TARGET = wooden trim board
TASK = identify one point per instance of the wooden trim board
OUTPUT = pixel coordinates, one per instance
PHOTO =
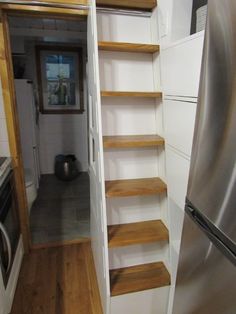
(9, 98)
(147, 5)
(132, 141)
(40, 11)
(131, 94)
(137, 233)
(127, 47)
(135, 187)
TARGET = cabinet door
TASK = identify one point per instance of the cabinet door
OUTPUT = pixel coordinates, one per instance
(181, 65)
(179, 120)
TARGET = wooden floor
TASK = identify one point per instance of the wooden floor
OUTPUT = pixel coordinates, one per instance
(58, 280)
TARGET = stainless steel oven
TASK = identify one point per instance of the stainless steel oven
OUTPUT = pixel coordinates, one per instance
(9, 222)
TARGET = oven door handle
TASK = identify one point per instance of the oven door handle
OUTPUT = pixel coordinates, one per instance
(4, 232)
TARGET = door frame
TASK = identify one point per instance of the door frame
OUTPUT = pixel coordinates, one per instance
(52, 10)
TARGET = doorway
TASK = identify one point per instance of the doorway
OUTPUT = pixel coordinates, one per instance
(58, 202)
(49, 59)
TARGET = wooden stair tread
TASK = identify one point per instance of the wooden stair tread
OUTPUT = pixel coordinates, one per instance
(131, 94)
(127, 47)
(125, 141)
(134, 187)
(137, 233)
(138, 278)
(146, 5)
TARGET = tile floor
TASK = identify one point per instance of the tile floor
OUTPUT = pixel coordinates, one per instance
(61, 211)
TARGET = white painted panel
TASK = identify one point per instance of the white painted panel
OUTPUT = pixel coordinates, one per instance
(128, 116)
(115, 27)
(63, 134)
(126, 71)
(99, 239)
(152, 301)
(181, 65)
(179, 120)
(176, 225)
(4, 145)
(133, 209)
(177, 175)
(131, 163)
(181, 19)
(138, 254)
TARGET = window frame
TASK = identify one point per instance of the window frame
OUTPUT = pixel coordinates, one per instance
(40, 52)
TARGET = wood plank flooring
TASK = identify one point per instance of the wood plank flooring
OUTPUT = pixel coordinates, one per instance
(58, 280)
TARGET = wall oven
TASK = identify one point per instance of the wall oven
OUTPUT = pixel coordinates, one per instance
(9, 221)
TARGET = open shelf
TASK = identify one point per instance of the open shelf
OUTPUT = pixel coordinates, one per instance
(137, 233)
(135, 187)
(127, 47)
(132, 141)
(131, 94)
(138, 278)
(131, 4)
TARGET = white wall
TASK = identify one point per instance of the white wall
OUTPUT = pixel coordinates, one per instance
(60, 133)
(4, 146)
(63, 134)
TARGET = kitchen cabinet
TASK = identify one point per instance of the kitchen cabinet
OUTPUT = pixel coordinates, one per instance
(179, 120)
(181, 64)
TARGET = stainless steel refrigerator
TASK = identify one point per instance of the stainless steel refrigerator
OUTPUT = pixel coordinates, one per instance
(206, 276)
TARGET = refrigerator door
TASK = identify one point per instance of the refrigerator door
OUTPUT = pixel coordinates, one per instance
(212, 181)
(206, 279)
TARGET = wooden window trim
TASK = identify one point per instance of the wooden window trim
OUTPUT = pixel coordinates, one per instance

* [Instructions for the task] Only the lines above from the line containing "TARGET = kitchen cabinet" through the line containing "TARGET = wooden window trim" should be retyped, exactly and with both ends included.

* [Result]
TARGET = kitchen cabinet
TASK = identify one point per instance of the kitchen cabinet
OUTPUT = pixel coordinates, one per instance
(179, 120)
(181, 64)
TARGET = stainless steel refrigerator
TASK = identify one point per instance of the stainless steel refrigerator
OUTPUT = pixel coordinates, one per instance
(206, 276)
TARGET = refrigerator door
TASK = identify one point per instance of the refrigerator door
OUTPUT = pixel coordinates, one per instance
(212, 181)
(206, 279)
TARGET = wooden window trim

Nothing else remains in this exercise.